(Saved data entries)
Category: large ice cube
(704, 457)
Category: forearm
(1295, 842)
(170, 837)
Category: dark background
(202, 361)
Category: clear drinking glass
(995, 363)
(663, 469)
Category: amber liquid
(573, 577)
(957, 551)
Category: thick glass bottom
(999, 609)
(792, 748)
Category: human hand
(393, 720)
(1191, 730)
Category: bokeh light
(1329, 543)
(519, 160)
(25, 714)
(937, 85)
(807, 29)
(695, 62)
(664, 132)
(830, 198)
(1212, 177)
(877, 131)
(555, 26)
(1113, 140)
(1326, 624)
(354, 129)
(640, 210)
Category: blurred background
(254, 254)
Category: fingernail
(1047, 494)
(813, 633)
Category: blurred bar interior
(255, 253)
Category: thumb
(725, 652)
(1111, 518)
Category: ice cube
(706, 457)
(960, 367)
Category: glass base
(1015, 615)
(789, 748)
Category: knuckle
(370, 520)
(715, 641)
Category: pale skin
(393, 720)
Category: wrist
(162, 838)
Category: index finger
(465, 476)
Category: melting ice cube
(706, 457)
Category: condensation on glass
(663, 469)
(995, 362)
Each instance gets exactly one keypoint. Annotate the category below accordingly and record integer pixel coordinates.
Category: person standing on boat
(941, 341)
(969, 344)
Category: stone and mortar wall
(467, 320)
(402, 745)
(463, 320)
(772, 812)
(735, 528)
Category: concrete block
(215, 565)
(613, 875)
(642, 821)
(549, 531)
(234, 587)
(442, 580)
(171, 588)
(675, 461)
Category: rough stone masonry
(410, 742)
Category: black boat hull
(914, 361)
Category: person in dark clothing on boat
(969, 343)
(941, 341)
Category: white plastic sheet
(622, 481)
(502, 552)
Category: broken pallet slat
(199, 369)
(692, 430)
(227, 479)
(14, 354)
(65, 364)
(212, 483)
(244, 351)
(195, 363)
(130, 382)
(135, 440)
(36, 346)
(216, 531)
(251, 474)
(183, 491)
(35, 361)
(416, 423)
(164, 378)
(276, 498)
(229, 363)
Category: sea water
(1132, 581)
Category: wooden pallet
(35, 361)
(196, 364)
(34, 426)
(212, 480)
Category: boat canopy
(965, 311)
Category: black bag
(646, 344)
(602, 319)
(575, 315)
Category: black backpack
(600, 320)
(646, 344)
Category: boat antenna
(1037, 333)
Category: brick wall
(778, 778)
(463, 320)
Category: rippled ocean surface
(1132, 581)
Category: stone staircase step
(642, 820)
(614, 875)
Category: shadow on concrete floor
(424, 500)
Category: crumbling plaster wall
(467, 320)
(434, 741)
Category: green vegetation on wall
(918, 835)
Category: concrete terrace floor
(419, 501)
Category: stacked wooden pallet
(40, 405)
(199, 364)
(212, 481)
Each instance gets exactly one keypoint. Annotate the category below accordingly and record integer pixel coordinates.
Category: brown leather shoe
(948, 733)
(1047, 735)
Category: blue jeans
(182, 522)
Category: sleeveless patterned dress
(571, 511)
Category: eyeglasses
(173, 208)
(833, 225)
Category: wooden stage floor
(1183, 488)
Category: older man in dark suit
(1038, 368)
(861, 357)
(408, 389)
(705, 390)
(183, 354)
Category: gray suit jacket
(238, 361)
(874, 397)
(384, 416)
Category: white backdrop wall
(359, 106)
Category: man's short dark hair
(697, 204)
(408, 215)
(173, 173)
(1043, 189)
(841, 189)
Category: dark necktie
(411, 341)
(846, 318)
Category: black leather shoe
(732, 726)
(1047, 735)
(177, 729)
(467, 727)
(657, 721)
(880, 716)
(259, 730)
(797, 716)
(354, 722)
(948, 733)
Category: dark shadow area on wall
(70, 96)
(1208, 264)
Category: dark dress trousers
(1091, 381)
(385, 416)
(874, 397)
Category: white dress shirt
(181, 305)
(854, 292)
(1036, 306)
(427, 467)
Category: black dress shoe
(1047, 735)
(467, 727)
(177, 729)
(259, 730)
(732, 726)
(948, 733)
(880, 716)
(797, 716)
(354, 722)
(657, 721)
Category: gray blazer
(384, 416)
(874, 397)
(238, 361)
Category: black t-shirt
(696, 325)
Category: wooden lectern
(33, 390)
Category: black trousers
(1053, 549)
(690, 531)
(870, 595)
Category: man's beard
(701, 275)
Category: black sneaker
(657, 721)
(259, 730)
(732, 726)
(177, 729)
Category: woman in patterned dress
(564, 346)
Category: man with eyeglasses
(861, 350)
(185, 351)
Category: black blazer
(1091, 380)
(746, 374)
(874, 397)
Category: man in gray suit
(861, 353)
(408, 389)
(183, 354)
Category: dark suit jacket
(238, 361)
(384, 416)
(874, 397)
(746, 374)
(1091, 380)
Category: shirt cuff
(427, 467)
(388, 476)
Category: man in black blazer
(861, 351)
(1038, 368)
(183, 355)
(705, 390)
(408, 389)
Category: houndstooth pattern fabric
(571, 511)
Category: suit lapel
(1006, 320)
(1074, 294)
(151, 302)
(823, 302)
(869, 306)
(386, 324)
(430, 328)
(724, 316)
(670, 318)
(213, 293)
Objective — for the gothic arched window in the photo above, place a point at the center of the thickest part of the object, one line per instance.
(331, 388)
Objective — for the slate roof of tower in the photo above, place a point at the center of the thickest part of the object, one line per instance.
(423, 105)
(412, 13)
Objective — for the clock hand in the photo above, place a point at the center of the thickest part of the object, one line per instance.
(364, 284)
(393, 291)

**Problem requirements**
Repeat, word for word, every line above.

**Problem solution**
Category: large ice cube
(704, 457)
Category: forearm
(1295, 842)
(170, 837)
Category: dark background
(202, 361)
Category: clear drinking glass
(995, 363)
(663, 469)
Category: amber liquid
(573, 577)
(957, 551)
Category: thick glass bottom
(999, 609)
(792, 748)
Category: human hand
(393, 720)
(1191, 730)
Category: bokeh light
(1329, 543)
(519, 160)
(25, 714)
(937, 85)
(807, 29)
(695, 62)
(664, 132)
(830, 198)
(1212, 177)
(877, 131)
(555, 26)
(1113, 140)
(1326, 624)
(354, 129)
(640, 210)
Category: blurred background
(254, 254)
Category: fingernail
(1047, 494)
(813, 633)
Category: blurred bar interior
(255, 253)
Category: thumb
(725, 652)
(1111, 518)
Category: ice cube
(706, 457)
(960, 367)
Category: glass base
(1015, 615)
(789, 748)
Category: knuckle
(370, 520)
(715, 641)
Category: pale skin
(393, 720)
Category: wrist
(162, 838)
Category: index finger
(465, 476)
Category: melting ice cube
(706, 457)
Category: condensation on glass
(663, 469)
(995, 362)
Each instance gets exactly one keypoint. Annotate the category below accordingly and record integer pixel coordinates.
Category: person standing on boat
(941, 341)
(969, 344)
Category: stone and mortar wall
(467, 320)
(402, 745)
(463, 320)
(772, 812)
(735, 528)
Category: concrete block
(215, 565)
(613, 875)
(642, 821)
(549, 531)
(234, 587)
(442, 580)
(171, 588)
(675, 461)
Category: rough stone masonry
(410, 742)
Category: black boat hull
(914, 361)
Category: person in dark clothing on boat
(969, 343)
(941, 341)
Category: white plastic sheet
(622, 481)
(502, 552)
Category: broken pallet slat
(199, 369)
(692, 430)
(227, 479)
(14, 354)
(65, 364)
(212, 483)
(244, 351)
(195, 363)
(130, 382)
(135, 440)
(36, 346)
(216, 531)
(251, 474)
(183, 491)
(35, 361)
(416, 423)
(164, 378)
(276, 498)
(229, 363)
Category: sea water
(1132, 581)
Category: wooden pallet
(35, 361)
(196, 364)
(34, 426)
(212, 480)
Category: boat canopy
(965, 311)
Category: black bag
(646, 344)
(602, 319)
(575, 315)
Category: black backpack
(600, 320)
(646, 344)
Category: boat antenna
(1037, 333)
Category: brick wall
(778, 778)
(463, 320)
Category: rippled ocean surface
(1132, 581)
Category: stone staircase step
(642, 820)
(614, 875)
Category: shadow on concrete floor
(424, 500)
Category: crumbling plaster wall
(467, 320)
(434, 741)
Category: green vegetation on wall
(918, 835)
Category: concrete terrace floor
(419, 501)
Category: stacked wooden pallet
(40, 405)
(199, 364)
(212, 481)
Each instance gets exactly one keypoint. Annotate the category below accordingly and record integer pixel coordinates.
Category: brown leather shoe
(948, 733)
(1047, 735)
Category: blue jeans
(182, 522)
Category: sleeveless patterned dress
(571, 511)
Category: eyeglasses
(173, 208)
(833, 225)
Category: wooden stage floor
(1183, 488)
Category: older man in dark suit
(1038, 368)
(861, 357)
(408, 389)
(705, 390)
(183, 354)
Category: gray suit jacket
(238, 361)
(874, 397)
(384, 416)
Category: white backdrop wall
(359, 106)
Category: man's short dark hair
(697, 204)
(408, 215)
(173, 173)
(1043, 189)
(841, 189)
Category: dark necktie
(411, 341)
(846, 318)
Category: black leather shoe
(732, 726)
(1047, 735)
(177, 729)
(467, 727)
(657, 721)
(880, 716)
(259, 730)
(797, 716)
(354, 722)
(948, 733)
Category: dark shadow area on wall
(70, 96)
(1208, 264)
Category: dark dress trousers
(1091, 381)
(385, 416)
(874, 397)
Category: white dress shirt
(181, 305)
(854, 292)
(1036, 306)
(427, 467)
Category: black dress shoe
(1047, 735)
(467, 727)
(177, 729)
(259, 730)
(732, 726)
(948, 733)
(880, 716)
(797, 716)
(354, 722)
(657, 721)
Category: gray blazer
(384, 416)
(874, 397)
(238, 361)
Category: black t-shirt
(696, 325)
Category: wooden lectern
(33, 390)
Category: black trousers
(1053, 549)
(690, 531)
(870, 595)
Category: man's beard
(701, 275)
Category: black sneaker
(657, 721)
(259, 730)
(732, 726)
(177, 729)
Category: woman in patterned dress
(564, 346)
Category: man with eyeglasses
(861, 350)
(185, 351)
Category: black blazer
(1091, 380)
(746, 374)
(874, 397)
Category: man in gray suit
(861, 353)
(408, 389)
(183, 354)
Category: dark suit jacket
(238, 361)
(384, 416)
(874, 397)
(746, 374)
(1091, 380)
Category: shirt cuff
(427, 467)
(388, 476)
Category: man in black blazer
(861, 351)
(1038, 368)
(183, 355)
(705, 390)
(408, 389)
Category: houndstooth pattern fabric
(571, 511)
Category: suit lapel
(1006, 320)
(1074, 294)
(151, 302)
(823, 302)
(869, 306)
(386, 324)
(430, 328)
(724, 316)
(670, 318)
(213, 293)
Objective — for the gothic arched window in the photo above, place a point at the center of the thickest part of the object, one line per instance.
(331, 388)
Objective — for the slate roof of tower in the photo above, place a point at the center of the thickest part of the object, one line per instance.
(423, 105)
(412, 13)
Objective — for the clock hand in the photo above, place a point at the center of the thickest part of the object, one line per instance.
(364, 284)
(393, 291)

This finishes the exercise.